Top of TEXT SHOWN
In a session that lasted late into the night and involved several key votes, the Alaska House of Representatives on Tuesday night debated and voted on the budget compromise for HB 69.
Although polite and respectful to each other, legislators had deep disagreement over the Permanent Fund dividend, which was the sticking point.
The overall result was failure for the budget and its associated legislative mechanisms to pass in a way that would allow government to continue past July 1. No one was surprised by the vote, as all members had already signaled their intentions during various caucuses throughout the day.
Several Democrats and Republican Rep. Bart LeBon spoke in favor of the budget proposal negotiated by the conference committee, while most other Republicans were generally appalled at the use of the Permanent Fund dividend as a form of political blackmail against them.
The budget itself passed but the effective date clause did not pass, which means the budget would go into effect 90 days after being signed into law … or sometime in September. That would lead to a government shutdown July 1.

Also failing was the measure to allow the Legislature to borrow funds from the Constitutional Budget Reserve.
Conservatives in the House had many objections to the bills, including the way the Permanent Fund dividend was structured from fund sources that did not reflect the intent of the dividend being an actual oil royalty, but made it into a bargaining chip; the use of capital budget items as a tactic to bully the Valley members into voting for the budget; and some Republicans expressed disappointment that the conference committee had removed language the House had voted on that prohibits public money from being used to pay for elective abortions.
Some Republicans also said it was a travesty that the committee removed language that would have opened the Capitol back up to the public.
The House Republican caucus is not a binding group, meaning all were able to vote their conscience.
The only House member who didn’t show up for the budget vote was Rep. Sara Rasmussen, who boarded a plane in the afternoon and left Juneau, without explanation.
Rep. Andy Josephson said the compromise budget is fair. “This is an opportunity. In politics, you take an opportunity,” he said. He said that the members should look past the “poison pill” in the budget, which was there to coerce members to vote for a funding source for the Permanent Fund dividend.
Rep. Cathy Tilton said the public will not understand how the Legislature can take $4 billion from the Earnings Reserve Account and place it into the corpus of the Permanent Fund, while not paying Alaskans their rightful dividends. She also said more relief should have gone to the private sector, which has suffered from the pandemic economy.
Rep. Ben Carpenter noted that funding was removed from the Alaska Gasline Development Agency, which demonstrates that the Legislature has no confidence in the project, a bad signal to send to investors.
Rep. Neal Foster objected to the use of the word “coerced,” for the budget votes.
With 21 yeahs and 18 nays, the basic budget bill, HB 69, passed. But when it came to the effective date clause, however, it failed, 23-16. The House needed 27 votes to change the effective date as established by the Alaska Constitution.

Then, for borrowing more from the Constitutional Budget Reserve, and what’s called the “reverse sweep,” which takes money back out of the CBR, the vote also failed.
The passage of this measure took 30 votes, but came up short by six.

Because House didn’t pass the “effective date clause” or agree on the Constitutional Budget Reserve access, it’s possible that there will be a government shutdown on July 1. It’s also possible Gov. Mike Dunleavy will call the Legislature back into another special session next week.
HB 71, the Mental Health Trust budget, passed easily, with only Rep. David Eastman and Rep. Chris Kurka voting against it.
Bottom of TEXT SHOWN
COMPLETE THE FOLLOWING:
1) Decide whether each statement below agrees with the article on the Alaska House budget vote, answering yes or no and quoting the words of the article that settle it: (a) The basic budget bill, HB 69, passed with 21 votes in favor. (b) Rep. Sara Rasmussen was present for the budget vote. (c) HB 71 passed with only two members voting against it.
2) Repeat word for word the passage of the article on the Alaska House budget vote that begins with the words containing "Rep. Neal Foster" and ends with "vote also failed.".
Top of INPUT DATA
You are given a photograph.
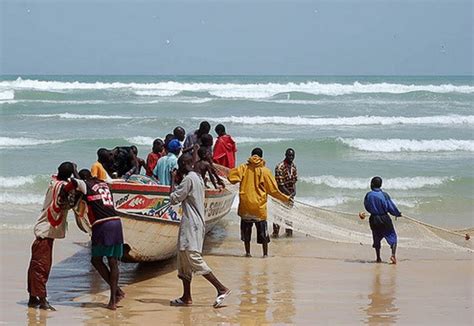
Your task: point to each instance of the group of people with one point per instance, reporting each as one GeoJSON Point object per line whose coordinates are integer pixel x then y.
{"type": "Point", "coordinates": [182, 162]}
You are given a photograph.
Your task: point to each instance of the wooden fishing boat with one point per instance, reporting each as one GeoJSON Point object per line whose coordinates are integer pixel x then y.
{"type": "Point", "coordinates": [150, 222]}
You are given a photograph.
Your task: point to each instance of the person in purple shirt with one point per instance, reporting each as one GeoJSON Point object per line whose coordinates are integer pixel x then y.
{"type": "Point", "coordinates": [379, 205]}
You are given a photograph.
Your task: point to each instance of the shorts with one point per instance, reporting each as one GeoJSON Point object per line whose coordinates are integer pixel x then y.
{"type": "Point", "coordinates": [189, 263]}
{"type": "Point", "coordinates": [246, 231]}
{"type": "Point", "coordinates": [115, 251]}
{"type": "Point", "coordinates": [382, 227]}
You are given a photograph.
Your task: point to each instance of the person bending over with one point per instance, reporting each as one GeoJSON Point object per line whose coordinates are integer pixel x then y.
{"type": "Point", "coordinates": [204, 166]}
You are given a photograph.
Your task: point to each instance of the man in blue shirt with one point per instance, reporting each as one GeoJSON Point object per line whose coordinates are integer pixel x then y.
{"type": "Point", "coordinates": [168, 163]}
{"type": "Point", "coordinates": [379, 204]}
Bottom of INPUT DATA
RESULTS OF THE EXERCISE:
1)
(a) Yes: "With 21 yeahs and 18 nays, the basic budget bill, HB 69, passed."
(b) No: "The only House member who didn’t show up for the budget vote was Rep. Sara Rasmussen"
(c) Yes: "HB 71, the Mental Health Trust budget, passed easily, with only Rep. David Eastman and Rep. Chris Kurka voting against it."

2)
Rep. Neal Foster objected to the use of the word “coerced,” for the budget votes.
With 21 yeahs and 18 nays, the basic budget bill, HB 69, passed. But when it came to the effective date clause, however, it failed, 23-16. The House needed 27 votes to change the effective date as established by the Alaska Constitution.

Then, for borrowing more from the Constitutional Budget Reserve, and what’s called the “reverse sweep,” which takes money back out of the CBR, the vote also failed.